#### PROBLEM REQUIREMENTS
Reproduce the items from the line with "Where can you find the green" to the line with "point(118, 116)", swapping every "overcast sky" for "cloudy sky" and leaving all else unchanged.
— start DATASET RECORDS —
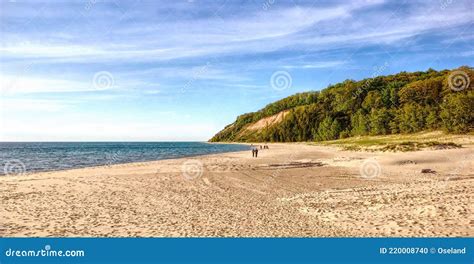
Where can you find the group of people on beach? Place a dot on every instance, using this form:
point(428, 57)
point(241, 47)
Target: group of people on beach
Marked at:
point(255, 149)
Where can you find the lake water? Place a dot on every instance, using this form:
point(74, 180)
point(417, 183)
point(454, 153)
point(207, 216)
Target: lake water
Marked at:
point(24, 157)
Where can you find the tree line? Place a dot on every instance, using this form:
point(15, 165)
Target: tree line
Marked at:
point(400, 103)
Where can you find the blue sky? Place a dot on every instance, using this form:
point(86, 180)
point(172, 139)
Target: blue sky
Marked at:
point(182, 70)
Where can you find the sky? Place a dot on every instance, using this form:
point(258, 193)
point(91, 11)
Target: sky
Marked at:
point(142, 70)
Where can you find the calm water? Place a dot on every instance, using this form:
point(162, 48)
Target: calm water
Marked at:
point(46, 156)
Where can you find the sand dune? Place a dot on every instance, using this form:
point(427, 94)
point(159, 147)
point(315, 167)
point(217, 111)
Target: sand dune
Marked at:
point(289, 190)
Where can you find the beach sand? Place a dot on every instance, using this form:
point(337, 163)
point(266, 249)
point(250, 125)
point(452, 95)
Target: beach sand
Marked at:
point(290, 190)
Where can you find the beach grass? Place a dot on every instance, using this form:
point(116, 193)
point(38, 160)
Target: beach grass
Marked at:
point(402, 142)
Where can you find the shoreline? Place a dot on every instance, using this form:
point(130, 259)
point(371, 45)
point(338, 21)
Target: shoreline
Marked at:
point(290, 190)
point(121, 163)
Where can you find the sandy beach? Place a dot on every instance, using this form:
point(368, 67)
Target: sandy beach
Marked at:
point(290, 190)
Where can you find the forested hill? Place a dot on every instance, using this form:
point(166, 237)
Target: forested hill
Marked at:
point(401, 103)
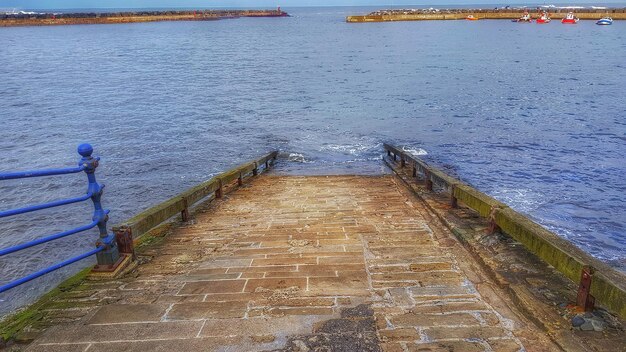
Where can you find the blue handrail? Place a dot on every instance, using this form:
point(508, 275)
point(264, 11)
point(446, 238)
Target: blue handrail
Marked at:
point(106, 247)
point(39, 173)
point(4, 214)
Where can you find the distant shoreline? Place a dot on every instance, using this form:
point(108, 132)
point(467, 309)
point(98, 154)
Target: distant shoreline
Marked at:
point(499, 13)
point(51, 19)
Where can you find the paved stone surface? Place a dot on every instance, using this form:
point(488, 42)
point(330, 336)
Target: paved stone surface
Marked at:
point(341, 263)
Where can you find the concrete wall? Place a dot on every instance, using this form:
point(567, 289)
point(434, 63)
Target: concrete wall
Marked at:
point(458, 14)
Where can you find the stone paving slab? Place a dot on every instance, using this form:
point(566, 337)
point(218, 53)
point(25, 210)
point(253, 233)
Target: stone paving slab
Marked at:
point(338, 263)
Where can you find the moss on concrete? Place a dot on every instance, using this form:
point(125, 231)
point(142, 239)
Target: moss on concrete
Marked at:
point(13, 324)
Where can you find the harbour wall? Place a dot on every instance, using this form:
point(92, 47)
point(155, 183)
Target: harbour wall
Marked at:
point(608, 286)
point(49, 19)
point(499, 14)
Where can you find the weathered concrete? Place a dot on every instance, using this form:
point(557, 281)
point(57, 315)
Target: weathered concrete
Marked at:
point(491, 14)
point(608, 285)
point(340, 263)
point(50, 19)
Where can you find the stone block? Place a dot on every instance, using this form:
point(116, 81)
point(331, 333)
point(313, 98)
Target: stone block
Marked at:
point(207, 310)
point(213, 286)
point(128, 313)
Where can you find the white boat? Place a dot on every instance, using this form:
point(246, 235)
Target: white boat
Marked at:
point(570, 19)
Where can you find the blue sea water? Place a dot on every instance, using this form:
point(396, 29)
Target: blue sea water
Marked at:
point(533, 115)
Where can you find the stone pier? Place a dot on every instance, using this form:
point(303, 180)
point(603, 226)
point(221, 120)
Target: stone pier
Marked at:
point(287, 263)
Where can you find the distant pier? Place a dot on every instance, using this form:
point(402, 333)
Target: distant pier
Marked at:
point(489, 14)
point(48, 19)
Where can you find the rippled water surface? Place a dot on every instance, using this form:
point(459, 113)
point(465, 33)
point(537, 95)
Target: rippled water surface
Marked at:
point(534, 115)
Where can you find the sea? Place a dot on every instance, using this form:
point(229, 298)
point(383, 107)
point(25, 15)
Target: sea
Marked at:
point(534, 115)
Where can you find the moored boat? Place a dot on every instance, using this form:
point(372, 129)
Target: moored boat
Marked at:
point(526, 18)
point(544, 18)
point(570, 19)
point(604, 21)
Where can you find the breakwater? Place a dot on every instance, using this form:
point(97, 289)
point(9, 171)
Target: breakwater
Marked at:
point(47, 19)
point(490, 14)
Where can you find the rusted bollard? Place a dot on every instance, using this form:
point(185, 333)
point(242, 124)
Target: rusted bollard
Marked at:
point(584, 299)
point(124, 239)
point(429, 182)
point(184, 214)
point(453, 201)
point(255, 171)
point(219, 192)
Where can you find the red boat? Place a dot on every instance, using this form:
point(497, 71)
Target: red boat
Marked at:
point(570, 19)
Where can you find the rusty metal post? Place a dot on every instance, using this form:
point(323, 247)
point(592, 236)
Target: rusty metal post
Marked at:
point(493, 227)
point(184, 214)
point(429, 182)
point(453, 201)
point(124, 239)
point(584, 299)
point(219, 192)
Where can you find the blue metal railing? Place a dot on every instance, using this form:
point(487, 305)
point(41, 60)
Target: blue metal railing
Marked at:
point(106, 248)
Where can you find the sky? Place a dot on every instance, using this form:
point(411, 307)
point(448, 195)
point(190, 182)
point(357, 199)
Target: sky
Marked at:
point(73, 4)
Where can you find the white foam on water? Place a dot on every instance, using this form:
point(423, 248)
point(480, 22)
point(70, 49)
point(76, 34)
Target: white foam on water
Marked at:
point(350, 149)
point(415, 151)
point(299, 158)
point(522, 199)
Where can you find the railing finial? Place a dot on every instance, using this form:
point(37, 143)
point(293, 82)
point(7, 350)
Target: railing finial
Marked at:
point(85, 150)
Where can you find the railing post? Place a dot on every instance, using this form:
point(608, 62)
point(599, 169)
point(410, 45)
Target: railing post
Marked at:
point(110, 255)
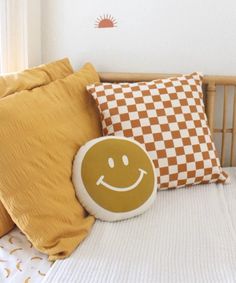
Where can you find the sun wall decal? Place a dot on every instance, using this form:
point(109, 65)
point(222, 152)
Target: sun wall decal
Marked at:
point(106, 21)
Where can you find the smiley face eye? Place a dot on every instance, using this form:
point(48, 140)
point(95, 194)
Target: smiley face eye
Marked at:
point(111, 162)
point(125, 160)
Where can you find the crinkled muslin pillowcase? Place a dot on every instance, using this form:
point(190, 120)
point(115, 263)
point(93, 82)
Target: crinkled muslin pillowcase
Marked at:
point(168, 117)
point(26, 80)
point(50, 122)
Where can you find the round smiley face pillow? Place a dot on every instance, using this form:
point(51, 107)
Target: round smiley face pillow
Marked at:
point(114, 178)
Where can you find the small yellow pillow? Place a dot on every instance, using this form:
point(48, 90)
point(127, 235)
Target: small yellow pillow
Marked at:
point(41, 131)
point(26, 80)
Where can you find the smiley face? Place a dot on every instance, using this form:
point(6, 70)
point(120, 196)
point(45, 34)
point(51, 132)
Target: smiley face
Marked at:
point(116, 176)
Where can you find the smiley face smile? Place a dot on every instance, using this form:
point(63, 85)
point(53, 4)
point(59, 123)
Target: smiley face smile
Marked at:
point(101, 181)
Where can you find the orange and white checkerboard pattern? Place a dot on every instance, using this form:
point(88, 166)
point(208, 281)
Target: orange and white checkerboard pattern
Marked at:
point(166, 116)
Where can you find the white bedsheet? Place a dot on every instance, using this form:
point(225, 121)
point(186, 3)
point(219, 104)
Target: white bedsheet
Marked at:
point(19, 261)
point(189, 235)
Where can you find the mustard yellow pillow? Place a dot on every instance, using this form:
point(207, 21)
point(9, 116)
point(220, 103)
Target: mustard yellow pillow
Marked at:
point(26, 80)
point(35, 77)
point(41, 130)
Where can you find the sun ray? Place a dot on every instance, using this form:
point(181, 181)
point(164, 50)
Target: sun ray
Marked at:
point(106, 21)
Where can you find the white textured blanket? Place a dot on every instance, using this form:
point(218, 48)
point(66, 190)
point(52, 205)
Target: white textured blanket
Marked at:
point(189, 235)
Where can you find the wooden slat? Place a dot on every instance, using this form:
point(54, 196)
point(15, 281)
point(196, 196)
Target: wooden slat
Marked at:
point(233, 141)
point(210, 104)
point(225, 107)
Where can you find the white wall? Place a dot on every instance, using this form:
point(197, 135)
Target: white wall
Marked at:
point(34, 32)
point(152, 36)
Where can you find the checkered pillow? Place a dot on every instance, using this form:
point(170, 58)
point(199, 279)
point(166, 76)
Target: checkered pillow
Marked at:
point(167, 116)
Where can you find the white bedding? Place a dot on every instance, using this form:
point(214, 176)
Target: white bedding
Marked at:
point(189, 235)
point(19, 261)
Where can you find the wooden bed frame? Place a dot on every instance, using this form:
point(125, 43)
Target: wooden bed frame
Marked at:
point(210, 89)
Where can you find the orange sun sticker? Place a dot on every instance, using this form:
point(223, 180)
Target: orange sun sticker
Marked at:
point(106, 21)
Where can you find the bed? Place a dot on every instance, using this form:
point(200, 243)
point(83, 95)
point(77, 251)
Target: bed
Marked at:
point(189, 235)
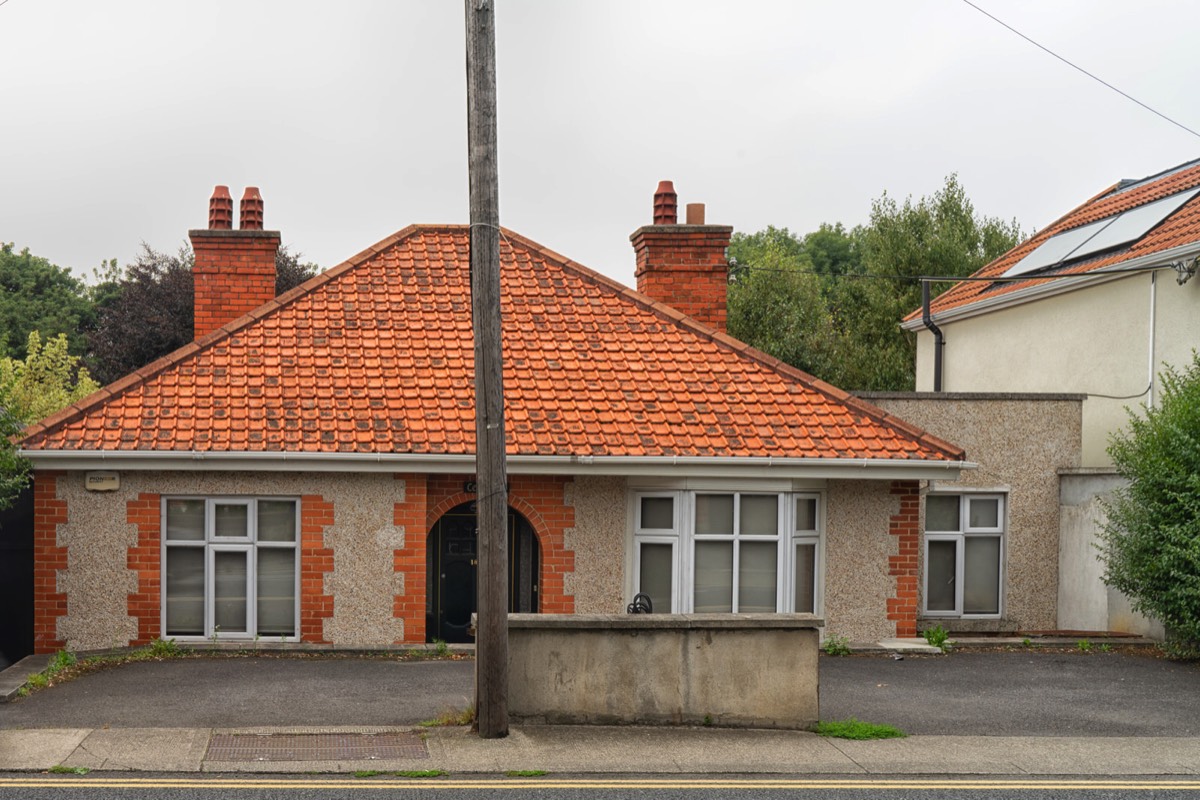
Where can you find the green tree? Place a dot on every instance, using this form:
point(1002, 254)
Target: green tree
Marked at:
point(37, 295)
point(777, 306)
point(1151, 540)
point(46, 380)
point(145, 311)
point(868, 281)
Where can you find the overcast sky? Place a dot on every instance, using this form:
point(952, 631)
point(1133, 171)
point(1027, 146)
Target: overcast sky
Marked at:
point(118, 116)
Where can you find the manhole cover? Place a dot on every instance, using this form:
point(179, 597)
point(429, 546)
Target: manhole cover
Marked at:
point(315, 746)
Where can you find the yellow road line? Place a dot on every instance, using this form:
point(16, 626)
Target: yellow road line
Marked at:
point(549, 782)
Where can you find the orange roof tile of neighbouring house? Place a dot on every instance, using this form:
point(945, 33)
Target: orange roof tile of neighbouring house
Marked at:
point(1126, 226)
point(376, 356)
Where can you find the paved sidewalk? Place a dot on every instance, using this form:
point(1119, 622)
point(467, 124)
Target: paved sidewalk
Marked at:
point(609, 750)
point(1099, 714)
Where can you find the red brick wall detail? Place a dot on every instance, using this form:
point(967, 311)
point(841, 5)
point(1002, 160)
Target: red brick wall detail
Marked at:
point(316, 561)
point(409, 560)
point(49, 605)
point(538, 498)
point(145, 560)
point(905, 525)
point(234, 274)
point(685, 266)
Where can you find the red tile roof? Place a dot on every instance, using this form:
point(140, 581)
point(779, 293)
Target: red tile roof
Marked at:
point(376, 356)
point(1180, 228)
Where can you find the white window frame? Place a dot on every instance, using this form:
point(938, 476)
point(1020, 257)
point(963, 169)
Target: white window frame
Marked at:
point(683, 539)
point(211, 545)
point(960, 537)
point(815, 537)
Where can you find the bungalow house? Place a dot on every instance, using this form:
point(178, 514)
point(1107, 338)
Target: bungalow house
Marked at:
point(303, 471)
point(1091, 306)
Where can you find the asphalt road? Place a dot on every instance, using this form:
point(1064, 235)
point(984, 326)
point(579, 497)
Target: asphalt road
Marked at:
point(564, 787)
point(250, 691)
point(1017, 693)
point(964, 693)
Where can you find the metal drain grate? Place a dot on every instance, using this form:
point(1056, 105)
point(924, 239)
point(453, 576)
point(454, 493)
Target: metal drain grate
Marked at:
point(315, 746)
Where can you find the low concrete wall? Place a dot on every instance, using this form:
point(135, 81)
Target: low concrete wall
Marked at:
point(754, 671)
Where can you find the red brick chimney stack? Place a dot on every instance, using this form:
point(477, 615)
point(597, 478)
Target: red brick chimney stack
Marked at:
point(683, 265)
point(234, 270)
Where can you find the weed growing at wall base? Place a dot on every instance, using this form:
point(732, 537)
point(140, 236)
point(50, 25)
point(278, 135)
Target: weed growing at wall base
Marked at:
point(856, 729)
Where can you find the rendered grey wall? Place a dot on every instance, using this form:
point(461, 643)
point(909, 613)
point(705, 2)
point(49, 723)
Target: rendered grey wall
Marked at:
point(721, 669)
point(1085, 602)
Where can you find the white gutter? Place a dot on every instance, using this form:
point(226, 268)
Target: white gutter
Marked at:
point(1061, 286)
point(640, 465)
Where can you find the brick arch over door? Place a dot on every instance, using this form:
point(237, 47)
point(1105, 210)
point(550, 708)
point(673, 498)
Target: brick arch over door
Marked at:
point(539, 499)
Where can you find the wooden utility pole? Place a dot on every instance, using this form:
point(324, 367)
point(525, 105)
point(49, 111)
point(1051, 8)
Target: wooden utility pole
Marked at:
point(492, 627)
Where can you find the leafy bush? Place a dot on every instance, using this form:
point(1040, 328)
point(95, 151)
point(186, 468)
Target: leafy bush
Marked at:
point(1151, 540)
point(939, 637)
point(837, 645)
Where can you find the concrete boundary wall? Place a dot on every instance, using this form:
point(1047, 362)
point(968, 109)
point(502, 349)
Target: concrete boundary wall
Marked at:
point(754, 671)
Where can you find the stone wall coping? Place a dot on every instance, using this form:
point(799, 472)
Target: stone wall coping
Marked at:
point(664, 621)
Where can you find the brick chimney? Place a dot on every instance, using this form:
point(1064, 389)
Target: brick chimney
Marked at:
point(234, 270)
point(683, 265)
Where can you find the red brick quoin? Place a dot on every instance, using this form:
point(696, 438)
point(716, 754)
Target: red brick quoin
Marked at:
point(49, 605)
point(539, 499)
point(905, 525)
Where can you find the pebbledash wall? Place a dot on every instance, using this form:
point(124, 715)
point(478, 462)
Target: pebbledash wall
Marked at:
point(1021, 444)
point(363, 552)
point(363, 549)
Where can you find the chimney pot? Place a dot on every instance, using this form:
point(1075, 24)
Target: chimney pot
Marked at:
point(666, 203)
point(251, 210)
point(220, 209)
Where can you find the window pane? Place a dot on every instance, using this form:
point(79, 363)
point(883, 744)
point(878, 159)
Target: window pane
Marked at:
point(714, 513)
point(232, 519)
point(940, 576)
point(981, 578)
point(807, 513)
point(756, 577)
point(714, 576)
point(805, 578)
point(655, 576)
point(276, 591)
point(185, 519)
point(760, 515)
point(942, 512)
point(984, 512)
point(276, 521)
point(658, 513)
point(185, 590)
point(229, 591)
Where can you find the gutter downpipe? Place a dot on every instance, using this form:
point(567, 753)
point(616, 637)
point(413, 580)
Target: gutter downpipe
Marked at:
point(939, 337)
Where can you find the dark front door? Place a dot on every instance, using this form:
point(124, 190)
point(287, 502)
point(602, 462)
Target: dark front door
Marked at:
point(453, 558)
— end DATASET RECORDS —
#### RESPONSE FOR THIS EXERCISE
Where can you find the green tree? Place a dot on every instance, using this form:
point(1002, 254)
Target: green tree
Marked at:
point(37, 295)
point(777, 306)
point(1151, 540)
point(46, 380)
point(145, 311)
point(868, 281)
Where can you find the cloudy sky? Place a dot on every instance, using this form:
point(952, 631)
point(1133, 171)
point(1027, 146)
Target: cloudy sky
Marked at:
point(118, 116)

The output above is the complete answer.